→ **Given information**:

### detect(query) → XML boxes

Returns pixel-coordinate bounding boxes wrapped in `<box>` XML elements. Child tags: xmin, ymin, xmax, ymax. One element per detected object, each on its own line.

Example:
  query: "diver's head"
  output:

→ **What to work on**: Reproduce each of the items above word for word, keeping every line as it appears.

→ **Reply**:
### detect(query) → XML boxes

Returns pixel-coordinate bounding boxes wrapped in `<box>` XML elements. Child tags: xmin, ymin, xmax, ymax. One element per detected object, each on its own line.

Example:
  query: "diver's head"
  output:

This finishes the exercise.